>> START DATA FOR THIS EXERCISE
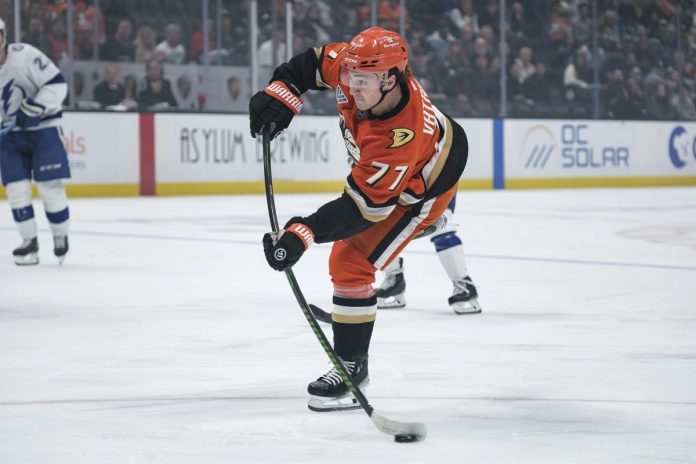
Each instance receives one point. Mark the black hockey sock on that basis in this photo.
(352, 341)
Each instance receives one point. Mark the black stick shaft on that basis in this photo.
(330, 352)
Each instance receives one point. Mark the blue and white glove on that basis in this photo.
(29, 113)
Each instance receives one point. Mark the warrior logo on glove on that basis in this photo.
(280, 254)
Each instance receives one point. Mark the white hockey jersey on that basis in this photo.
(27, 72)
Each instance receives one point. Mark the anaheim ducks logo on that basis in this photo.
(401, 137)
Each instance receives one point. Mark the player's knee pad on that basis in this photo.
(19, 194)
(55, 200)
(349, 267)
(53, 195)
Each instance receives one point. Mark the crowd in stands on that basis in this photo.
(642, 59)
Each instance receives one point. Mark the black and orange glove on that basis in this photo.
(274, 106)
(285, 249)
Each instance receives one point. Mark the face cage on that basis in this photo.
(362, 80)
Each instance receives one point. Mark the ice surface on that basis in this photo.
(165, 338)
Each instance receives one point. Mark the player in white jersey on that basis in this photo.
(448, 245)
(32, 90)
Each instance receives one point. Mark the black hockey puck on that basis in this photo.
(405, 437)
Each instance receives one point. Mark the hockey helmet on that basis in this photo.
(374, 51)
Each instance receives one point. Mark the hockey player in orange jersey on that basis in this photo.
(408, 157)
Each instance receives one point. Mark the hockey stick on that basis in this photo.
(401, 431)
(6, 130)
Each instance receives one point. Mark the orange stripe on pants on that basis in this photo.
(349, 265)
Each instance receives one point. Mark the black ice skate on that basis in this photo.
(465, 297)
(391, 293)
(27, 253)
(60, 247)
(330, 393)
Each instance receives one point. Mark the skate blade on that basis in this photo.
(323, 404)
(467, 307)
(27, 260)
(391, 302)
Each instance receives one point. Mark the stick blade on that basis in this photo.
(394, 428)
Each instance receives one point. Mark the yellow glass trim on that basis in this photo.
(584, 182)
(343, 319)
(92, 190)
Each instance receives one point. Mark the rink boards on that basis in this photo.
(122, 154)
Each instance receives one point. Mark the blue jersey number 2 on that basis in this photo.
(42, 66)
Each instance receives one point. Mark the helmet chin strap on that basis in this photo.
(384, 94)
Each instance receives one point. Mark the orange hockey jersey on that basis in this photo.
(402, 156)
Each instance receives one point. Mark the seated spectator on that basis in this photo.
(439, 41)
(157, 93)
(521, 30)
(171, 50)
(578, 75)
(524, 58)
(58, 41)
(145, 43)
(196, 44)
(390, 14)
(490, 15)
(464, 16)
(36, 34)
(537, 86)
(659, 106)
(616, 95)
(635, 106)
(582, 25)
(110, 91)
(120, 47)
(480, 47)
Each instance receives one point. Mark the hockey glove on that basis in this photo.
(286, 250)
(29, 113)
(275, 105)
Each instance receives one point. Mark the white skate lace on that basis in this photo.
(333, 377)
(390, 279)
(462, 286)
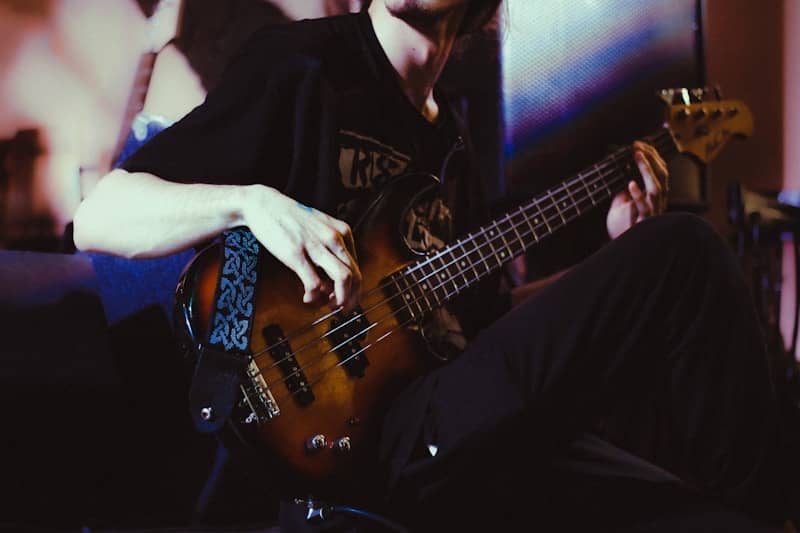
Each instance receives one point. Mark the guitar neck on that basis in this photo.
(430, 282)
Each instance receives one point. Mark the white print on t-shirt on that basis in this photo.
(365, 162)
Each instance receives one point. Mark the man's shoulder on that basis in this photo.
(326, 42)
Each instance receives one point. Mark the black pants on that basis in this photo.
(636, 386)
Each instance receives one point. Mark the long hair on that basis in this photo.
(479, 14)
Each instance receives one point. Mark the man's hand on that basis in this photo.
(308, 242)
(634, 205)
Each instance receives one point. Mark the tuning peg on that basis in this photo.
(667, 96)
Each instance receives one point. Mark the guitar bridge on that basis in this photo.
(258, 397)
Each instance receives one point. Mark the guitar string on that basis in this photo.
(296, 372)
(488, 243)
(401, 325)
(382, 286)
(412, 319)
(564, 188)
(385, 335)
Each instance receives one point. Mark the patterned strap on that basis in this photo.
(225, 355)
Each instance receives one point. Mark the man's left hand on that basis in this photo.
(634, 205)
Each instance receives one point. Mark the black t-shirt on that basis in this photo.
(311, 108)
(315, 109)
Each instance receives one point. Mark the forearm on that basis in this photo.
(526, 290)
(140, 215)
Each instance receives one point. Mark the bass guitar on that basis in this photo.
(317, 382)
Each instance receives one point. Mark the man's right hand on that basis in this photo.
(309, 242)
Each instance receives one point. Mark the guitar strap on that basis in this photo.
(226, 352)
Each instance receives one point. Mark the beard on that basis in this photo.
(421, 14)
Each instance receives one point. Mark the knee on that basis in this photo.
(684, 231)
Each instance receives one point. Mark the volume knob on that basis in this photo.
(342, 445)
(316, 443)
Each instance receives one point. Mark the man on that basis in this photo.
(324, 113)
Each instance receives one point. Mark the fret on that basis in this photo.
(466, 263)
(520, 227)
(407, 296)
(555, 203)
(491, 236)
(460, 265)
(443, 276)
(430, 282)
(575, 204)
(420, 285)
(586, 186)
(476, 250)
(485, 247)
(521, 212)
(508, 253)
(515, 243)
(567, 207)
(543, 217)
(604, 181)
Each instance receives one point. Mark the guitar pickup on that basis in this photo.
(257, 395)
(282, 354)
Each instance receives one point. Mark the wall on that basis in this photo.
(744, 54)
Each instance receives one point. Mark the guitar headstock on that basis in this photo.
(701, 121)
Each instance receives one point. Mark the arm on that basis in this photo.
(627, 208)
(634, 205)
(140, 215)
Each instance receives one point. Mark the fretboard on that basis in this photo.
(428, 283)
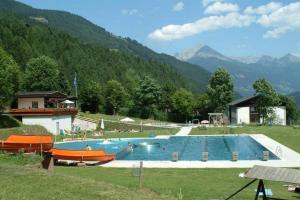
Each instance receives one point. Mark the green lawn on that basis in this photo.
(19, 182)
(117, 118)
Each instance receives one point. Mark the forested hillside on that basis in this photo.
(88, 32)
(296, 95)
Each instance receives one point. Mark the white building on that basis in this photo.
(243, 111)
(45, 109)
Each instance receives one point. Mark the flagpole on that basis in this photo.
(75, 85)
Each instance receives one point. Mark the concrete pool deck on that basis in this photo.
(288, 158)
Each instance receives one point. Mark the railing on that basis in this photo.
(43, 111)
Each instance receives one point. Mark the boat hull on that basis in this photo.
(86, 155)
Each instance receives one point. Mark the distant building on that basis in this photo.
(244, 111)
(46, 109)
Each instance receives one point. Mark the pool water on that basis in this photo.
(188, 147)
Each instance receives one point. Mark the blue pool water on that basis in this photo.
(188, 148)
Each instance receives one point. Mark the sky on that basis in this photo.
(234, 28)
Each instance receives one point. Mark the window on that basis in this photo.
(252, 109)
(35, 104)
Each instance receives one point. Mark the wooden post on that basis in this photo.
(41, 150)
(261, 187)
(141, 174)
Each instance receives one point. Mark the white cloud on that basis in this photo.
(264, 9)
(219, 7)
(282, 20)
(207, 2)
(178, 6)
(171, 32)
(277, 18)
(129, 12)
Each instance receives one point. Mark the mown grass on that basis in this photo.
(7, 121)
(195, 184)
(21, 179)
(25, 182)
(23, 129)
(99, 116)
(30, 182)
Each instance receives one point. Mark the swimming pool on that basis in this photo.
(189, 148)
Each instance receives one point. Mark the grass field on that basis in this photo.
(4, 133)
(20, 180)
(117, 118)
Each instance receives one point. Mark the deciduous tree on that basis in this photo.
(115, 96)
(220, 90)
(268, 98)
(9, 78)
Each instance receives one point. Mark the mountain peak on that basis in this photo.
(200, 51)
(290, 58)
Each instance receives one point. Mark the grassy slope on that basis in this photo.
(30, 182)
(23, 129)
(194, 183)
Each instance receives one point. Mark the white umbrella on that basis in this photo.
(68, 102)
(102, 124)
(127, 119)
(204, 122)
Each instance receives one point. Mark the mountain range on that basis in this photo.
(282, 73)
(196, 77)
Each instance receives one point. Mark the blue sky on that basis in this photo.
(234, 28)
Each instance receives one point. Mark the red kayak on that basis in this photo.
(82, 155)
(26, 143)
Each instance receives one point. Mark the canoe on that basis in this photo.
(82, 155)
(26, 143)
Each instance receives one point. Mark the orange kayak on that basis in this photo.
(82, 155)
(27, 143)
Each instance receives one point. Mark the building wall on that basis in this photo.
(243, 115)
(49, 122)
(233, 115)
(27, 102)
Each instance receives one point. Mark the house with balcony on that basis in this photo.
(51, 109)
(244, 111)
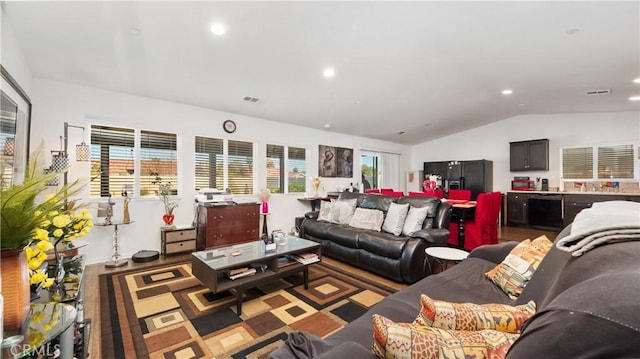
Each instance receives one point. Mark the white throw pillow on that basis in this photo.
(342, 210)
(365, 218)
(414, 220)
(325, 211)
(394, 222)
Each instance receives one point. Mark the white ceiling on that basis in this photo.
(399, 65)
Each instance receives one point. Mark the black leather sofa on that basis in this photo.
(401, 258)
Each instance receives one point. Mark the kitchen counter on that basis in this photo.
(578, 192)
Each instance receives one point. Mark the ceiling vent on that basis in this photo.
(598, 92)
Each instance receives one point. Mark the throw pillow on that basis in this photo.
(414, 220)
(342, 210)
(394, 222)
(325, 211)
(515, 271)
(364, 218)
(403, 340)
(469, 316)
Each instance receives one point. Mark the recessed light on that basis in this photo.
(329, 72)
(218, 29)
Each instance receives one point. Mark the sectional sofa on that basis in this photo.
(587, 303)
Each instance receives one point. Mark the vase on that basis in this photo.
(168, 219)
(16, 290)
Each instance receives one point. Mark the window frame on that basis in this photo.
(635, 146)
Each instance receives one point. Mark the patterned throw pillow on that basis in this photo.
(342, 210)
(325, 211)
(394, 222)
(414, 220)
(365, 218)
(403, 340)
(515, 271)
(469, 316)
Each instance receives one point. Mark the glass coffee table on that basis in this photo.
(215, 267)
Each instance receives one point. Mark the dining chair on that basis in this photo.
(463, 194)
(483, 228)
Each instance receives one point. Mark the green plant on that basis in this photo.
(21, 211)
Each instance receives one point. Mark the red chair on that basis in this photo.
(437, 193)
(463, 194)
(483, 229)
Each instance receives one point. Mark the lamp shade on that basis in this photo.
(83, 152)
(9, 146)
(60, 161)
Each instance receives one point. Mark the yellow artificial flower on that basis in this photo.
(48, 282)
(61, 221)
(44, 245)
(58, 233)
(40, 234)
(37, 277)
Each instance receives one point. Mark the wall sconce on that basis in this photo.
(9, 146)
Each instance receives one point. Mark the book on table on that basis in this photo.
(306, 258)
(236, 273)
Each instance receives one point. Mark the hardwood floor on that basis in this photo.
(92, 293)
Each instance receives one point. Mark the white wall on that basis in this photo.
(13, 59)
(56, 102)
(491, 141)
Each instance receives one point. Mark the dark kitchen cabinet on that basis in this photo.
(529, 155)
(517, 208)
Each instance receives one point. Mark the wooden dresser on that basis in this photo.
(220, 226)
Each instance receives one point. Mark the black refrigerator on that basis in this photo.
(476, 176)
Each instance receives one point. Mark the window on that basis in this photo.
(209, 163)
(611, 162)
(112, 164)
(295, 166)
(158, 162)
(214, 170)
(240, 167)
(297, 170)
(114, 167)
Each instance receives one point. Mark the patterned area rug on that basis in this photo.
(164, 312)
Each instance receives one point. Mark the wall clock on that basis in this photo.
(229, 126)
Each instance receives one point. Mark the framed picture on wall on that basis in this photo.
(345, 162)
(327, 161)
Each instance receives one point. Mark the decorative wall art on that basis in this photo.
(335, 161)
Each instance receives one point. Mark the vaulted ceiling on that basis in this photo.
(425, 69)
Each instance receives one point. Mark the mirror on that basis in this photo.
(15, 112)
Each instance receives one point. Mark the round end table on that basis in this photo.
(445, 256)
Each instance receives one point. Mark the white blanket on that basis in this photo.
(604, 222)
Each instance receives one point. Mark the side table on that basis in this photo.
(445, 256)
(116, 259)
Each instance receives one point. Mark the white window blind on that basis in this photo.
(240, 167)
(275, 168)
(615, 161)
(297, 169)
(577, 163)
(158, 162)
(112, 163)
(209, 159)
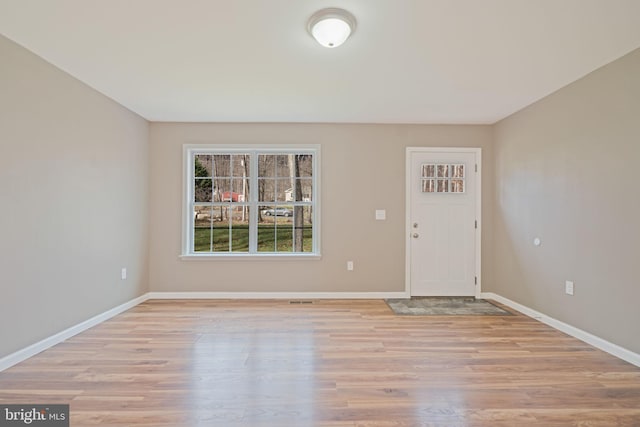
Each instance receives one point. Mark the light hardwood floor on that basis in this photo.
(330, 363)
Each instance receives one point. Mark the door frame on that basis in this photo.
(408, 230)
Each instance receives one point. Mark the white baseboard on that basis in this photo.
(276, 295)
(27, 352)
(604, 345)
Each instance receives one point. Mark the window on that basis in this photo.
(251, 201)
(443, 178)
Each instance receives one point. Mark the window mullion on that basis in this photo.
(253, 203)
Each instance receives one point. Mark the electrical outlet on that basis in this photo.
(568, 287)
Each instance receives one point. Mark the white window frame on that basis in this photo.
(188, 153)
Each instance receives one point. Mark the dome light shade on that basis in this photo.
(331, 27)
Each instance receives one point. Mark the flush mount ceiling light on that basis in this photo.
(331, 27)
>> END DATA FOR THIS EXERCISE
▶ OBJECTIVE:
Quote exactly the lines from the one that contains "Each instance receives one point. Mark the framed" through the end of the listing above, both ends included, leaving out the pictures.

▶ ANSWER TO THIS TASK:
Each instance receives one point. Mark the framed picture on wall on that basis in this photo.
(345, 162)
(327, 161)
Each instance receives one point. Mark the decorative wall art on that basis in this photo.
(335, 161)
Each instance receives one point. Mark the vaulted ceiling on that basis in this photo.
(425, 69)
Each instance receives one point. Mark the mirror on that basis in this photo.
(15, 112)
Each instance receives one point. Mark the round end table on that basis in this photo.
(445, 256)
Each instance receives one point. Mark the white blanket on that basis in this photo.
(604, 222)
Each instance receives one point. Mark the side table on that basis in this photo.
(445, 256)
(116, 259)
Each instance receives one point. Mark the white window blind on that basis in this photo.
(240, 167)
(275, 168)
(615, 161)
(297, 169)
(577, 163)
(158, 162)
(112, 163)
(209, 159)
Each instance receives one point. Mark the light hardwood floor on that basis in this photo.
(330, 363)
Each instance receives one point. Mark the door frame on that basis in this photo.
(408, 230)
Each instance receives one point. Mark the white baseboard on that basis in this photo.
(276, 295)
(27, 352)
(604, 345)
Each instance receives one point. Mark the window on that basis in this photo.
(251, 201)
(443, 178)
Each instance receives one point. Mark the window mullion on that basis in this photo.
(253, 203)
Each instance receives one point. Mark the electrical outlet on that basis in this photo.
(568, 287)
Each instance receives one point. Mark the white window frame on that basis in this photo.
(188, 153)
Each instance receives one point. Mark the dome light shade on that basis in this photo.
(331, 27)
Each instance receives one point. Mark the flush mount ceiling light on that basis in this photo.
(331, 27)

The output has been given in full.